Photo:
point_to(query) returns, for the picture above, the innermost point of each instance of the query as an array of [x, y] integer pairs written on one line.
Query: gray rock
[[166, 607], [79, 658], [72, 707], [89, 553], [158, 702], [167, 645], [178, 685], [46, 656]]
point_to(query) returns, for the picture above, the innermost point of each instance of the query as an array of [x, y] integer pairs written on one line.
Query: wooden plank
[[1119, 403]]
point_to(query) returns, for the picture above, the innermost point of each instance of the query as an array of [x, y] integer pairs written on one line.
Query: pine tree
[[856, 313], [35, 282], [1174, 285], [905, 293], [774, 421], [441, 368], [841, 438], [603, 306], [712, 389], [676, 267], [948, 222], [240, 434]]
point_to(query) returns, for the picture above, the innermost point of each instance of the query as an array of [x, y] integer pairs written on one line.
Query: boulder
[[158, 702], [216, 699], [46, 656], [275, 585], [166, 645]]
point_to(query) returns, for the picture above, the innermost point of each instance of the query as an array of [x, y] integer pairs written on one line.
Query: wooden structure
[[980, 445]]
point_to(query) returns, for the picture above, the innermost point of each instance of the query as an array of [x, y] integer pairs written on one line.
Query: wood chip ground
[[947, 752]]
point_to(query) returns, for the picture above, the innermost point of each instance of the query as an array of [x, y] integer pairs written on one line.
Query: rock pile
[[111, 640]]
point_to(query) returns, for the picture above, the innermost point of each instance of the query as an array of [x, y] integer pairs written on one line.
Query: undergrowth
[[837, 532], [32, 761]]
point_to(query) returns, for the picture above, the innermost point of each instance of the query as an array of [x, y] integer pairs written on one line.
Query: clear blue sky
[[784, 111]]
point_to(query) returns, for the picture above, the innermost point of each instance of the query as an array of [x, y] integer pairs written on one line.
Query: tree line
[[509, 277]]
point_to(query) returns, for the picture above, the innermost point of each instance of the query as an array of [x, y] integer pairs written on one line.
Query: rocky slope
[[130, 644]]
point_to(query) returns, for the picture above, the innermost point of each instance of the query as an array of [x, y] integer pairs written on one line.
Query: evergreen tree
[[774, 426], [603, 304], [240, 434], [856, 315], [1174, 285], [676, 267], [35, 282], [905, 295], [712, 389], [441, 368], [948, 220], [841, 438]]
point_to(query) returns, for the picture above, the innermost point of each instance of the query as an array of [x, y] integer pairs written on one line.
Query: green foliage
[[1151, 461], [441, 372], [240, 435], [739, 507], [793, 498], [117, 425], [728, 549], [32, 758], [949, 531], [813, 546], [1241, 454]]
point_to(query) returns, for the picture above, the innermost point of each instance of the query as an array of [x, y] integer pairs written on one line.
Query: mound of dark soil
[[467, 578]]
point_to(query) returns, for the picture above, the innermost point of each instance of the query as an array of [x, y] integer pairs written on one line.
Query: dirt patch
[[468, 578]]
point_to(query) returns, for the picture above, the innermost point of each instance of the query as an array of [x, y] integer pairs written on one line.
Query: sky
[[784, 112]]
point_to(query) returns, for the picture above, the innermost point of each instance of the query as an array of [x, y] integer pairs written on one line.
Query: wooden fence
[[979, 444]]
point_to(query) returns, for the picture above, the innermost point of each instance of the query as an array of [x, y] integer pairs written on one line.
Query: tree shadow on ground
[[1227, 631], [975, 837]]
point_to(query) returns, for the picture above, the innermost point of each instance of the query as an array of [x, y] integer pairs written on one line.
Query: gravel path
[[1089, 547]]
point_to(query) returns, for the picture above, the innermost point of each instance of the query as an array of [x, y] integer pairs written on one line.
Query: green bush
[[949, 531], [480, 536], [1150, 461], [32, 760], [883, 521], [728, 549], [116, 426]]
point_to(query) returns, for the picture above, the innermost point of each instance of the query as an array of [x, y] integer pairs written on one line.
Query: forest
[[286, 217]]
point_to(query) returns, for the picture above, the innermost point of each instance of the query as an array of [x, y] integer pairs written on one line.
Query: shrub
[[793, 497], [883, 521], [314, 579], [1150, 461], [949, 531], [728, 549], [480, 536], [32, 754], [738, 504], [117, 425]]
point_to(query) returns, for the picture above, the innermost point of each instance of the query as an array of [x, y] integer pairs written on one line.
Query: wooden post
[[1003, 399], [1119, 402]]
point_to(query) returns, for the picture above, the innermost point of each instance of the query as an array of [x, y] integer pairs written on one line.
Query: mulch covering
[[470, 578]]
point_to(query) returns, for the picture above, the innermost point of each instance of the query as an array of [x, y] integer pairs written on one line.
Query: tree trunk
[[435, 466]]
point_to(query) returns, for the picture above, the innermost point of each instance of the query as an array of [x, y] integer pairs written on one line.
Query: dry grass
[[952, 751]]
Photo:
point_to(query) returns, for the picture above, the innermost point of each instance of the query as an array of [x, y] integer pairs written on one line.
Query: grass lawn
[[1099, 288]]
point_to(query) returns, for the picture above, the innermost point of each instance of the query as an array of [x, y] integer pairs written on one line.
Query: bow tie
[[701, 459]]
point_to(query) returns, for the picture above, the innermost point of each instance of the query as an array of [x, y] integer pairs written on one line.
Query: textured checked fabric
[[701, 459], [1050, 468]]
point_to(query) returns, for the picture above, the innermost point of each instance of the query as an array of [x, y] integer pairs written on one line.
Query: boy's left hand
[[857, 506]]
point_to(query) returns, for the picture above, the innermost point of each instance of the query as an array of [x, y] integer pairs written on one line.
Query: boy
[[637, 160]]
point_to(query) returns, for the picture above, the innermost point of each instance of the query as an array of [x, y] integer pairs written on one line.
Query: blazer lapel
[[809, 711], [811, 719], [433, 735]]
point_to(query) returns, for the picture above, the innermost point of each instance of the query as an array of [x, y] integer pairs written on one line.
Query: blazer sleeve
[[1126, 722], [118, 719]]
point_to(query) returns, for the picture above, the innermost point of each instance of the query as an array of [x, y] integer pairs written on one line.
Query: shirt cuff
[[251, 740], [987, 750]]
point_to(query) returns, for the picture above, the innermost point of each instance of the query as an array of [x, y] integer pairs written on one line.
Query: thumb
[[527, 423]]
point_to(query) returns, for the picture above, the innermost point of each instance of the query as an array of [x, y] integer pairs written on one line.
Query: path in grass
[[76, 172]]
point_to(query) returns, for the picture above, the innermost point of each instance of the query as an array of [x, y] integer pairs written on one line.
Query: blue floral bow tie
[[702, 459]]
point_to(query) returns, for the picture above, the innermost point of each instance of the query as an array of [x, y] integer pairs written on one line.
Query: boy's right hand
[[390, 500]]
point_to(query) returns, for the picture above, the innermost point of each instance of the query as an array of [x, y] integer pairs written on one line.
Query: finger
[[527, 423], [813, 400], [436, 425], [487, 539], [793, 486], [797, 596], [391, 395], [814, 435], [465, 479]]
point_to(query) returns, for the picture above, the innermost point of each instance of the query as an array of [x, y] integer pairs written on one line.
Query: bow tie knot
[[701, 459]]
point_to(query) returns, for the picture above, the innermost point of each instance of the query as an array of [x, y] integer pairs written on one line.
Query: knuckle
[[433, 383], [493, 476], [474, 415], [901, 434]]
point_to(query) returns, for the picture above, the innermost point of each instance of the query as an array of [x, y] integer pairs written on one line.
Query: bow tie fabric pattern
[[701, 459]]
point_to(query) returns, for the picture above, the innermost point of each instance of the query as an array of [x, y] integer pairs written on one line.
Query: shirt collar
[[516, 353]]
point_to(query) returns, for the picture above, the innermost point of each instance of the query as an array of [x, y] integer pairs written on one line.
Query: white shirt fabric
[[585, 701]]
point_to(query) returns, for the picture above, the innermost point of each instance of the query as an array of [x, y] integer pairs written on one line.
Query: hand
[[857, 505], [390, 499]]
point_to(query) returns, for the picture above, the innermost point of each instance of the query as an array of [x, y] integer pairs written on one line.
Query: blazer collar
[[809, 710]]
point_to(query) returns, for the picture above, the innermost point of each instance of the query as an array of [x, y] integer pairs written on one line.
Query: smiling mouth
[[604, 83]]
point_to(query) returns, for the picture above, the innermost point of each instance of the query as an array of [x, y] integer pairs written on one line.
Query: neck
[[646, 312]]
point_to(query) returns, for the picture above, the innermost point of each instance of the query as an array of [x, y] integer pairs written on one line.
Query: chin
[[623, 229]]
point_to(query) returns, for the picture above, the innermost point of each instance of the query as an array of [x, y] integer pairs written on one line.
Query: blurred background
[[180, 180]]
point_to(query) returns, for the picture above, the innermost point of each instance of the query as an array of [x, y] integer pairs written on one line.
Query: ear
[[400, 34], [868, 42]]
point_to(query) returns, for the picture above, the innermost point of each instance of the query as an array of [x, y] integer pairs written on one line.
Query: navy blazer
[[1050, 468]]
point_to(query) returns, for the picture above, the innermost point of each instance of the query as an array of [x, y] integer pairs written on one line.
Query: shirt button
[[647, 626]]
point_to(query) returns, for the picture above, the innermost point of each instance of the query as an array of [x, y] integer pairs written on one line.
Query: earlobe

* _Work to do_: Reproduce the records above verbatim, starting at their very first line and ending at the line that contains "[[509, 277]]", with both of those lines included.

* _Solution for this problem_:
Photo:
point_to(query) returns, for the picture above, the innermost point of each instance of the query as an array of [x, y] integer pairs written on one line.
Query: gray rock
[[166, 607], [79, 658], [72, 707], [89, 553], [158, 702], [167, 645], [178, 685], [46, 656]]
point_to(query) returns, for the picture above, the innermost point of each instance of the query as an array of [x, y] integer pairs written on one line.
Query: wooden plank
[[1119, 403]]
point_to(query) returns, for the picture above, the innermost point of each instance of the query as an array of [x, y] integer pairs written on one line.
Query: pine tree
[[856, 313], [35, 282], [1174, 285], [905, 293], [774, 421], [441, 368], [841, 438], [603, 306], [712, 389], [676, 267], [948, 222], [240, 434]]
point_to(query) returns, for the picture above, the innermost point of each instance of the query as an array of [x, y] integer pairs written on one line.
Query: boulder
[[158, 702], [216, 699], [46, 656], [275, 585], [166, 645]]
point_to(query) returns, for the picture above, the innermost point of each instance of the query as an array of [x, y] integer pairs written on one line.
Query: wooden structure
[[980, 445]]
point_to(query) returns, for the picture above, the innermost point of each instance of the query as an array of [x, y] integer pairs written on one line.
Query: wood chip ground
[[947, 752]]
point_to(query) returns, for the picture above, the innermost point of each instance of the query as an array of [x, y] integer pairs written on one line.
Query: rock pile
[[111, 640]]
point_to(query) returns, for the picture above, the innermost point of each instance of the query as an array of [x, y] integer pairs written on one line.
Query: undergrowth
[[837, 532], [32, 761]]
point_to(query) returns, for the picture above, the innermost point of each instance of the query as an array of [x, y] integer pairs written on one line.
Query: clear blue sky
[[784, 111]]
point_to(query) returns, for the picture above, the innermost point of each instance of the query as an array of [x, y] integer pairs written on one line.
Query: tree line
[[509, 277]]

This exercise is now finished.